**PROBLEM**
For the records below, reproduce exactly the line that contains "Would you be able to point at the hazy" and all subsequent lines, with nothing left out and nothing added.

**SUPPLIED MATERIAL**
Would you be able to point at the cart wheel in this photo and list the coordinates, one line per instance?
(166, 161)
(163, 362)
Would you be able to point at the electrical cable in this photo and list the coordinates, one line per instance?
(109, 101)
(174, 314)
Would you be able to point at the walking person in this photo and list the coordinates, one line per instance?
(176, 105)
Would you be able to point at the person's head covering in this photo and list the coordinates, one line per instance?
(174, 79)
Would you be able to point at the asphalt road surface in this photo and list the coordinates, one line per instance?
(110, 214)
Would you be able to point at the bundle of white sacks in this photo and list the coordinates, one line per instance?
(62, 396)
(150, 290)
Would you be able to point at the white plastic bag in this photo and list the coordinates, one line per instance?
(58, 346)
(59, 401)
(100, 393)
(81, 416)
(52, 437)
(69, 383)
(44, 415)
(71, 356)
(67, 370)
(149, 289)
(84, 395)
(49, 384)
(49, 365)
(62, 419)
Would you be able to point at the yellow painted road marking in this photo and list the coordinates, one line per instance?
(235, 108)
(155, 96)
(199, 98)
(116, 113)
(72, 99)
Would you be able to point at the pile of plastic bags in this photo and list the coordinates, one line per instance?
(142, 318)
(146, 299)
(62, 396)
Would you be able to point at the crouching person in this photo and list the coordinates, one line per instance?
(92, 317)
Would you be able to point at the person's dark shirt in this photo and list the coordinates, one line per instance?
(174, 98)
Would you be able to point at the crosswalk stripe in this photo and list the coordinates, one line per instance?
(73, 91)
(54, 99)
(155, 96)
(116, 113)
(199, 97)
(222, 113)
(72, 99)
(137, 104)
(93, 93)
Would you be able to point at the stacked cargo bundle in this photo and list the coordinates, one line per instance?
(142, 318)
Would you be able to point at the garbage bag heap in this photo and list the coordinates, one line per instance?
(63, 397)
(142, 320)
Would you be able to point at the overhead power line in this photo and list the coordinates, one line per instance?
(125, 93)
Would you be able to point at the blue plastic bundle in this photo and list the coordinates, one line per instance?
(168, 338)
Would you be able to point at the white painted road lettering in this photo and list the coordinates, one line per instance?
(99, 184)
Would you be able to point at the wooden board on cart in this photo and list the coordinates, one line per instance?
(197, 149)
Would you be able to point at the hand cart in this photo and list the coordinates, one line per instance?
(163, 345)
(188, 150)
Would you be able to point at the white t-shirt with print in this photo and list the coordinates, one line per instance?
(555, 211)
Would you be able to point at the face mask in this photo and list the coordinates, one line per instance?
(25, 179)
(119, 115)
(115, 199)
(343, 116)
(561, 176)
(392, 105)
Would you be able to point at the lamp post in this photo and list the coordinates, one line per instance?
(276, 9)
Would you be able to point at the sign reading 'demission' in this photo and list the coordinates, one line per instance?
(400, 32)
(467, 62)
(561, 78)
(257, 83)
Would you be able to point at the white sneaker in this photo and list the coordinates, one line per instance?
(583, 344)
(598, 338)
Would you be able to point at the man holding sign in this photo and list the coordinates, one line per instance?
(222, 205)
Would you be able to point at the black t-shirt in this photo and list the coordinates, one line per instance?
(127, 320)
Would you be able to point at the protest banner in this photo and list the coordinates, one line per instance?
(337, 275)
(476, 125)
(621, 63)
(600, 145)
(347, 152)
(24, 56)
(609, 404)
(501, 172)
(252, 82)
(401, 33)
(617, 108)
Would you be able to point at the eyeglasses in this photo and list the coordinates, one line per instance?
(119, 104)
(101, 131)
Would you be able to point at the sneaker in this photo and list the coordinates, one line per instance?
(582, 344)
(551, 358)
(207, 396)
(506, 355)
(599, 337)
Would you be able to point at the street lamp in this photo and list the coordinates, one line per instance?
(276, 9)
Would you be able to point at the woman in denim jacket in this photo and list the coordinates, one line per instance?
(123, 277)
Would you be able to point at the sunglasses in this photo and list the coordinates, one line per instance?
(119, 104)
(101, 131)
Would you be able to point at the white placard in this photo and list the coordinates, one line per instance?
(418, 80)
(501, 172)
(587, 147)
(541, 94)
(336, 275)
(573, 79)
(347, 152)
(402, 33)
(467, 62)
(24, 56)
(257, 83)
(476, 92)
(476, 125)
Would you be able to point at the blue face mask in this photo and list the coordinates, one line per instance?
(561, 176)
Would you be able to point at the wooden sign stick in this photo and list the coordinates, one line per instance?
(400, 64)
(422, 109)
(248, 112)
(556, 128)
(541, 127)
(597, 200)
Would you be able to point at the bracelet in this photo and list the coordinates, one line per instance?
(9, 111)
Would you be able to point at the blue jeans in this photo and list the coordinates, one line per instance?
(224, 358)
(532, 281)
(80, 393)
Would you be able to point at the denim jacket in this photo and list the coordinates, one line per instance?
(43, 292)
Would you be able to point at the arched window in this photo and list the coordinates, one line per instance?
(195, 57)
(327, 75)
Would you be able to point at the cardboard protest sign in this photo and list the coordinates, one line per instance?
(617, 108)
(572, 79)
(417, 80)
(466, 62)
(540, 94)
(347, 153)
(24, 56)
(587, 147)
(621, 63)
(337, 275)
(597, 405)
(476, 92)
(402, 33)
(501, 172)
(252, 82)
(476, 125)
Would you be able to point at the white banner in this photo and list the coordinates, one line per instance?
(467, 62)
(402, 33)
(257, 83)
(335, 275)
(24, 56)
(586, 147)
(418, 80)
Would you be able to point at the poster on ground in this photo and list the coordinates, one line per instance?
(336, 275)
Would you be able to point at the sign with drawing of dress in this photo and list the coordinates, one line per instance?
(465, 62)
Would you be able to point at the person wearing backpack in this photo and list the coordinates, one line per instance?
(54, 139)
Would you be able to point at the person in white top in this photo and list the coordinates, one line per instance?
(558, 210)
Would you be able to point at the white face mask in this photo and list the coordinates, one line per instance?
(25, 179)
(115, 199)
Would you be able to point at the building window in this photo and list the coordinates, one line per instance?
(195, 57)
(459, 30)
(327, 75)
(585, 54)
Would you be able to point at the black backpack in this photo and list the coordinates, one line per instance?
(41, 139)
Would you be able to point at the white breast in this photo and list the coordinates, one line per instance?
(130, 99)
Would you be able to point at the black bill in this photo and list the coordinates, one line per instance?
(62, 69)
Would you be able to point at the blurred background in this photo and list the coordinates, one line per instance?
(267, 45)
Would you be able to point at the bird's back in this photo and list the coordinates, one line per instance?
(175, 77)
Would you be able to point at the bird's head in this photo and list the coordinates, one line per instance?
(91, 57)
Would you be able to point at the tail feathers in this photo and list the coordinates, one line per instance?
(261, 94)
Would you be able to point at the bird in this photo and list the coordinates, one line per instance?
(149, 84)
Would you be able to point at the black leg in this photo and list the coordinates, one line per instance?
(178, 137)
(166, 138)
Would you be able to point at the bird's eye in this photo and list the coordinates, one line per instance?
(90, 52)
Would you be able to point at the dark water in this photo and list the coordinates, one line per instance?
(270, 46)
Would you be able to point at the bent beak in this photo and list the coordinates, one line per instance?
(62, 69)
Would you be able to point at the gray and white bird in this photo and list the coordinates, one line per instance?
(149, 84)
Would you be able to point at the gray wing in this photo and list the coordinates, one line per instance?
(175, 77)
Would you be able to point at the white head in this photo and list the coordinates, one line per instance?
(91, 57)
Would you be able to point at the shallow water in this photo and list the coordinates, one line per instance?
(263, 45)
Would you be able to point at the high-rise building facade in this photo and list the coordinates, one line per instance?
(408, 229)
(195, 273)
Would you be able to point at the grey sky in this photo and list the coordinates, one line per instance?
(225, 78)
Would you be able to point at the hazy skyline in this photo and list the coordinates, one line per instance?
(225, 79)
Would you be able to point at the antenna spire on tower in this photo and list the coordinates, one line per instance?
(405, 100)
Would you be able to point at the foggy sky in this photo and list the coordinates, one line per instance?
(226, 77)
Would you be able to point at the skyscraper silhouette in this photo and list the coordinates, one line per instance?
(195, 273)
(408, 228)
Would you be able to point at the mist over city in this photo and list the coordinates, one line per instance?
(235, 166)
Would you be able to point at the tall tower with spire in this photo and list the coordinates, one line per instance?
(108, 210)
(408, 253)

**YOUR RESPONSE**
Would you be able to point at the hazy skyline in this photo and list the coordinates, one line per instance?
(225, 79)
Would you be able to point at the antenna spire on tower in this photo and list the coordinates, one line per instance?
(405, 100)
Would you be able to point at the foggy sky in this photo and list the coordinates, one line per instance?
(226, 77)
Would you be able to point at the skyscraper silhouette in this photo and list the coordinates, one line per instance?
(195, 273)
(408, 228)
Would you be able to point at the mist over city in this photo and list the coordinates, one line per instance?
(235, 166)
Would you be able to point at the tall tower with spire in this photo and list the coordinates, one line per instance?
(108, 210)
(408, 253)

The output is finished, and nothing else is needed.